**제공 자료**

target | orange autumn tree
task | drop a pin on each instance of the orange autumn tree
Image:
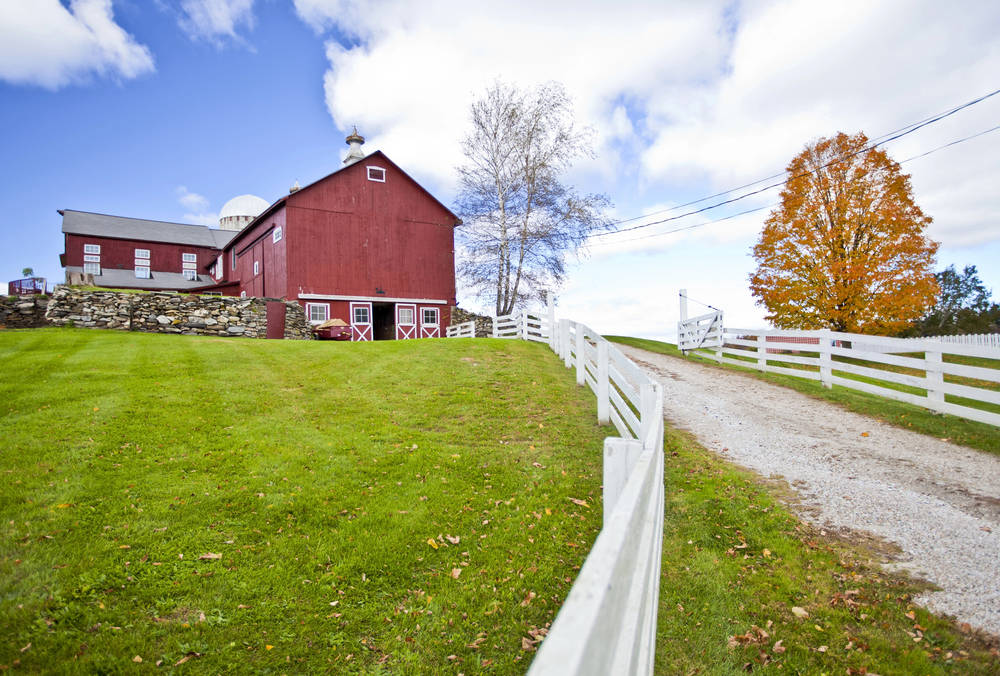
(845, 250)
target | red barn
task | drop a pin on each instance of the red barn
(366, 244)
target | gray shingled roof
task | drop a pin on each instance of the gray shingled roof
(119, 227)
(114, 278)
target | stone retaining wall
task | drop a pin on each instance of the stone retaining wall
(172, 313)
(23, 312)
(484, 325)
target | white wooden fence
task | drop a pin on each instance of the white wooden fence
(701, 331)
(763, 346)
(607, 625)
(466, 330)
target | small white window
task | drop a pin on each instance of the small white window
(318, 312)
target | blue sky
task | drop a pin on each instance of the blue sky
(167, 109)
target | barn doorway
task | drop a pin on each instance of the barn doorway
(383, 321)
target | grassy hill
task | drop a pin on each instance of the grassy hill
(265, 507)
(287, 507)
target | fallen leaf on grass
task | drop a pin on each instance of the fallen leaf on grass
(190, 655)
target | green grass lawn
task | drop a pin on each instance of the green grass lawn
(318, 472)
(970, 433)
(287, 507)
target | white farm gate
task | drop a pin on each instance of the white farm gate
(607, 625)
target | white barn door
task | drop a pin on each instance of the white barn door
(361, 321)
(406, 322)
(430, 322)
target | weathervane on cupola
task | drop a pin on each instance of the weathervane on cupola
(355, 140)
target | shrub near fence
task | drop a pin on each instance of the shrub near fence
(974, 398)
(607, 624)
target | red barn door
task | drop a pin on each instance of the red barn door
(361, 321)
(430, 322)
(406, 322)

==

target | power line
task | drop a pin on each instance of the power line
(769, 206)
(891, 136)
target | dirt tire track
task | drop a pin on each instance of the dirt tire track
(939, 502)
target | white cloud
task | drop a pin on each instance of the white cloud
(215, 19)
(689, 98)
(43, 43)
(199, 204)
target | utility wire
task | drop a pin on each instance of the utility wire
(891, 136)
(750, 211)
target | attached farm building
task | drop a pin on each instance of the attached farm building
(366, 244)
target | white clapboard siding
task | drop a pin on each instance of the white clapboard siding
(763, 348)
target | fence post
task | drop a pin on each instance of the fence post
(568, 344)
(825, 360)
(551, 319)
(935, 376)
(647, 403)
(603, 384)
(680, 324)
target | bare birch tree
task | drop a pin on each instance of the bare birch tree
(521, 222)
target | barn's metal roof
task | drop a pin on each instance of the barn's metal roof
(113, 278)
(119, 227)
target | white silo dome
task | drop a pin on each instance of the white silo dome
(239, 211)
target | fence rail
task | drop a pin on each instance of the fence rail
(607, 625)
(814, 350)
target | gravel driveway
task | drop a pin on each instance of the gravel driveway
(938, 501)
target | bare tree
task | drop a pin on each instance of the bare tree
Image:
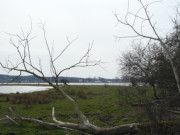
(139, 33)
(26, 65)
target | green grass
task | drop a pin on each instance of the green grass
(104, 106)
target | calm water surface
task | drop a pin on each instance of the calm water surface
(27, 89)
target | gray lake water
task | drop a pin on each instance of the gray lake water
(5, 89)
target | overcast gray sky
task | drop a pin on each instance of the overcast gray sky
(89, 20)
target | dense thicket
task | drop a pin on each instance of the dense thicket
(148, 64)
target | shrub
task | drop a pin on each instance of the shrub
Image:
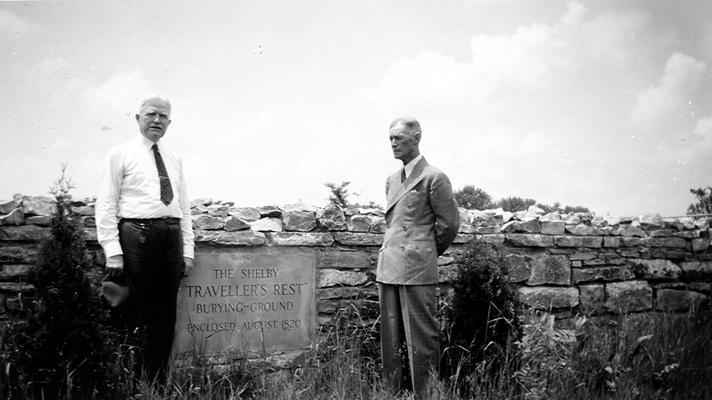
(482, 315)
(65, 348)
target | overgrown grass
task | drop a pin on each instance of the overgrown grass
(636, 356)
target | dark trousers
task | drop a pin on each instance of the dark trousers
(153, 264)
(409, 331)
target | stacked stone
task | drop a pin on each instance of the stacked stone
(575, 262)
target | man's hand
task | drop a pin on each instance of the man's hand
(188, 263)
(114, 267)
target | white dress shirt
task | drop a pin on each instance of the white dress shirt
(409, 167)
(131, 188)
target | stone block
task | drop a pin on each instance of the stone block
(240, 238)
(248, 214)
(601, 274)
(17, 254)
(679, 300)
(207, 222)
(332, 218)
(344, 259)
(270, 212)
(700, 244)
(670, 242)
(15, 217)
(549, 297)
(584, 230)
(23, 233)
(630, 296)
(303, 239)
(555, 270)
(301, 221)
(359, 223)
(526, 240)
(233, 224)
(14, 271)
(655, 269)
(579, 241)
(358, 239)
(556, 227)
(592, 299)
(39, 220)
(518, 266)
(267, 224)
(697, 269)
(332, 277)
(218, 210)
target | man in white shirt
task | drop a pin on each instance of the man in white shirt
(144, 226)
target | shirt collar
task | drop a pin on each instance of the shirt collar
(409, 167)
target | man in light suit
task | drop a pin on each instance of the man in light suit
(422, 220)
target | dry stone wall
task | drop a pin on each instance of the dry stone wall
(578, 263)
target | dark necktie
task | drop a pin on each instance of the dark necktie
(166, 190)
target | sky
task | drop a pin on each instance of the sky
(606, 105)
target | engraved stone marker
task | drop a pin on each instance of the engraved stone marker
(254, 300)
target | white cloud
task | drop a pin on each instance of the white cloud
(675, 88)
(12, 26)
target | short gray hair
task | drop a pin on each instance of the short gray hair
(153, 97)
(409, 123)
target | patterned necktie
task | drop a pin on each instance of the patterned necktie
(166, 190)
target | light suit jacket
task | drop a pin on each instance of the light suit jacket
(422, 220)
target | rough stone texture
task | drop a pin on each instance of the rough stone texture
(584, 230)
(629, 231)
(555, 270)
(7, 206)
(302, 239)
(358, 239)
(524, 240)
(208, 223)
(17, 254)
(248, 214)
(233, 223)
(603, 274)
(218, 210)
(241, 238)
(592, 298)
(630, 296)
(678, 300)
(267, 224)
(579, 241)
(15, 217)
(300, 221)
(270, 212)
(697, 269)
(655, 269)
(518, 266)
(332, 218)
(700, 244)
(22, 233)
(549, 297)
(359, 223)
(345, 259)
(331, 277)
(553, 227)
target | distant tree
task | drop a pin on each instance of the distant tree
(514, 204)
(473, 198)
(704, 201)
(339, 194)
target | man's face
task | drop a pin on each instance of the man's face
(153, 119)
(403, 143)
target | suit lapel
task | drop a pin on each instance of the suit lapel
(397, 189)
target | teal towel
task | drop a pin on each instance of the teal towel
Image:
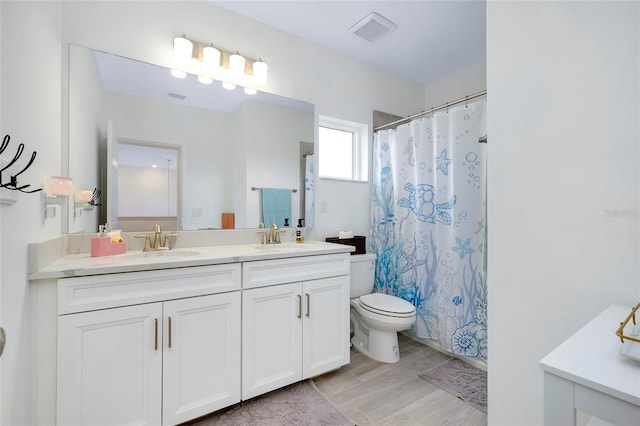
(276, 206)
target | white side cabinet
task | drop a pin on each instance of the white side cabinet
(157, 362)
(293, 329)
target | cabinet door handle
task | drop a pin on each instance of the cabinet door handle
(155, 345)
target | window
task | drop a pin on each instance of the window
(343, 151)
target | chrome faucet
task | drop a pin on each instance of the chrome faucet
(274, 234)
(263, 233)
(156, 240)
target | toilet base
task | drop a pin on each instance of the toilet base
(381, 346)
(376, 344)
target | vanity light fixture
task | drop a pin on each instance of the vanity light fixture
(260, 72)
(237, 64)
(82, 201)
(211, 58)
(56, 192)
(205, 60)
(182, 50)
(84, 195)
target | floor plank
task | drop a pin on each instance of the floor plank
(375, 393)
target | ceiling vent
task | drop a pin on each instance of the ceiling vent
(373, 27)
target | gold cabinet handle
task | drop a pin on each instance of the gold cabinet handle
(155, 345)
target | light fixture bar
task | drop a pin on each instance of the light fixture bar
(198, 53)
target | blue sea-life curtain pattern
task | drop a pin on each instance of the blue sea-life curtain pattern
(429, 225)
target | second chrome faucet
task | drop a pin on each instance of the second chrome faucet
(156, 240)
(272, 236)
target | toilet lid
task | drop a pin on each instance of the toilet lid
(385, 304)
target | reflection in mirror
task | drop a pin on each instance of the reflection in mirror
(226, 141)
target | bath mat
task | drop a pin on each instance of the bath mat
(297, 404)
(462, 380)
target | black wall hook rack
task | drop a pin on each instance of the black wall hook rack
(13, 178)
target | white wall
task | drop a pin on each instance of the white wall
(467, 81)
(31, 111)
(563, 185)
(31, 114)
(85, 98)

...

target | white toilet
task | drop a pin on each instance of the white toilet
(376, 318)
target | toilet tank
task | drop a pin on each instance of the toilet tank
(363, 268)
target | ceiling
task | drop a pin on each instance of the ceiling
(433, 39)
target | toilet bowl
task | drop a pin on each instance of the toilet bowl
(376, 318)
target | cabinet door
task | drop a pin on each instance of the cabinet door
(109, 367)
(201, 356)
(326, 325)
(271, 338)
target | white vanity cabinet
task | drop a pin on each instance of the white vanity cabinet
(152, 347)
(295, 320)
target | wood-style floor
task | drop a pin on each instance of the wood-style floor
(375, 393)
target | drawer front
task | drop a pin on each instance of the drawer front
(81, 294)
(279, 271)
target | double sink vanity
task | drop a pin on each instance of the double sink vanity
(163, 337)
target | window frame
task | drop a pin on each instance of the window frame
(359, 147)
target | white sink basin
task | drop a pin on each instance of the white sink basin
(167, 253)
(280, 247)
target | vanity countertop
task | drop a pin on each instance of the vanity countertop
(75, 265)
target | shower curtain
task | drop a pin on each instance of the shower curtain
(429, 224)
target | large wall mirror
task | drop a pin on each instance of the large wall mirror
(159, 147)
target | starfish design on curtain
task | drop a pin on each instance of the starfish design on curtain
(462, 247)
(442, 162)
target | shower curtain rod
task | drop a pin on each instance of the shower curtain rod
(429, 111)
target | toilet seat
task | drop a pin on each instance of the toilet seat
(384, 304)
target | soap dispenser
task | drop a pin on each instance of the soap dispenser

**수행 과제**
위 목록에서 "target | soap dispenser" 문구가 들어 있는 줄부터 "task | drop a pin on each instance of the soap" 문구가 들어 있는 줄까지, 양 끝 줄을 포함하여 한 글자도 바꾸지 말고 옮겨 적으십시오.

**과제 답변**
target | soap dispenser
task | drop a pin on each instance of the soap dispenser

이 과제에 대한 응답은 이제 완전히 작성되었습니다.